* Problem statement: Could you restate the material between the lines holding "Could you point out the dirt" and "column 542, row 176", inclusive, substituting "thundercloud" for "dark storm cloud" and leaving everything else as it is?

+-------+

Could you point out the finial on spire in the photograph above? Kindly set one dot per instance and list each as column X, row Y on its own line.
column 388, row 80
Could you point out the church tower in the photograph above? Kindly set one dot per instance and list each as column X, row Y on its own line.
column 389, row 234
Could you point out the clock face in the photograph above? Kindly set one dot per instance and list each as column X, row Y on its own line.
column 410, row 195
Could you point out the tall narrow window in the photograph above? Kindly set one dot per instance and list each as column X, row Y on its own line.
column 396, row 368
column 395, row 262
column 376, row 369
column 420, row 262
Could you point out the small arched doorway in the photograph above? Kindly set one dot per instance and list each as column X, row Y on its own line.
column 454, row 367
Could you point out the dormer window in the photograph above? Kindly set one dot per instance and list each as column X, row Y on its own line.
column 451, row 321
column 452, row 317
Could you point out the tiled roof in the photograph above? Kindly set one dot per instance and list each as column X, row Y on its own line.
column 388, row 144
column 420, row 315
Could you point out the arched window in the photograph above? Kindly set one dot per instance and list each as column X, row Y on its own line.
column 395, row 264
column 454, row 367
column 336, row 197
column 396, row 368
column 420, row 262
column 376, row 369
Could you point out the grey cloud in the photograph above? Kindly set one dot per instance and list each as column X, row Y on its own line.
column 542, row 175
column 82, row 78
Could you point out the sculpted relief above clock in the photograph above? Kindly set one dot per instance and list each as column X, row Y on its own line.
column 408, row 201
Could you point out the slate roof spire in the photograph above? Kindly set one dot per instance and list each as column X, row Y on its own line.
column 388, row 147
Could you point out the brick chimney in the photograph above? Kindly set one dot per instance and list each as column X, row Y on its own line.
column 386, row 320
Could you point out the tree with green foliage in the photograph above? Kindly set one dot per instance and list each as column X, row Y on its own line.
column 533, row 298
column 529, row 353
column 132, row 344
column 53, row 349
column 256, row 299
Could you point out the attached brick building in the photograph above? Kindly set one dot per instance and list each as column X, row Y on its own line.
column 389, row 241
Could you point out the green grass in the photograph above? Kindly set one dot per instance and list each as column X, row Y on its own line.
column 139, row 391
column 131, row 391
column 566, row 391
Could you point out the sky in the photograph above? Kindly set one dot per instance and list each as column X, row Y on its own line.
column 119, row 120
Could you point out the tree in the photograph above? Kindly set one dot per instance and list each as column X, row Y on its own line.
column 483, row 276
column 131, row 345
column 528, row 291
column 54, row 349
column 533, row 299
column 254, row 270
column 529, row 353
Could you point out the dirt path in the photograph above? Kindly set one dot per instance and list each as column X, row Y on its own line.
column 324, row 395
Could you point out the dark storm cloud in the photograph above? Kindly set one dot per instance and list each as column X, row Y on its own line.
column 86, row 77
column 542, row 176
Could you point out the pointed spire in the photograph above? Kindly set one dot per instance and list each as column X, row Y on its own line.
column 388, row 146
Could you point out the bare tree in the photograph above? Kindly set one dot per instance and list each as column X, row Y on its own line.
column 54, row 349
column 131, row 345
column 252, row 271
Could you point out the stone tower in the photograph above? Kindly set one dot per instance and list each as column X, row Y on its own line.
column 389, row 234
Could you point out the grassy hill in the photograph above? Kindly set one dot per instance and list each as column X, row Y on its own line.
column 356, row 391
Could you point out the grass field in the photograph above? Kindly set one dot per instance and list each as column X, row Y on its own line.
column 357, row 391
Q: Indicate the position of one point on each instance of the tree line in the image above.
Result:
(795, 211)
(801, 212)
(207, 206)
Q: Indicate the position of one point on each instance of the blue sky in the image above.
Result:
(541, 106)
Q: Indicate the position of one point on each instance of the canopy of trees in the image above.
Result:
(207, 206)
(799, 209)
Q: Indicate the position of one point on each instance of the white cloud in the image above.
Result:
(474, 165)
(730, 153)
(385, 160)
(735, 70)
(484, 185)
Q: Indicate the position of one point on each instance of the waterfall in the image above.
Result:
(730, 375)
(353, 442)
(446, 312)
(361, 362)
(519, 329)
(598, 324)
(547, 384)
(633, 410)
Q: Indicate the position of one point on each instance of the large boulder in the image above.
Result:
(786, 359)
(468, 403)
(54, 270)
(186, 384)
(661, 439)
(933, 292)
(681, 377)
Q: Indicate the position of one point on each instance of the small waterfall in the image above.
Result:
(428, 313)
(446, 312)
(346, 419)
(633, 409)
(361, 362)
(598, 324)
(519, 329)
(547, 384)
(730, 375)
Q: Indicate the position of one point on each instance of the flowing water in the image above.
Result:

+-------+

* The reply:
Could you point out the dirt path in the photograph above? Kindly set one dot per instance and list each as column X, row Y on its own line.
column 324, row 395
Could you point out the thundercloud in the photograph above? Kindly set one dot per instance and list each as column X, row Y on its own line.
column 86, row 77
column 542, row 176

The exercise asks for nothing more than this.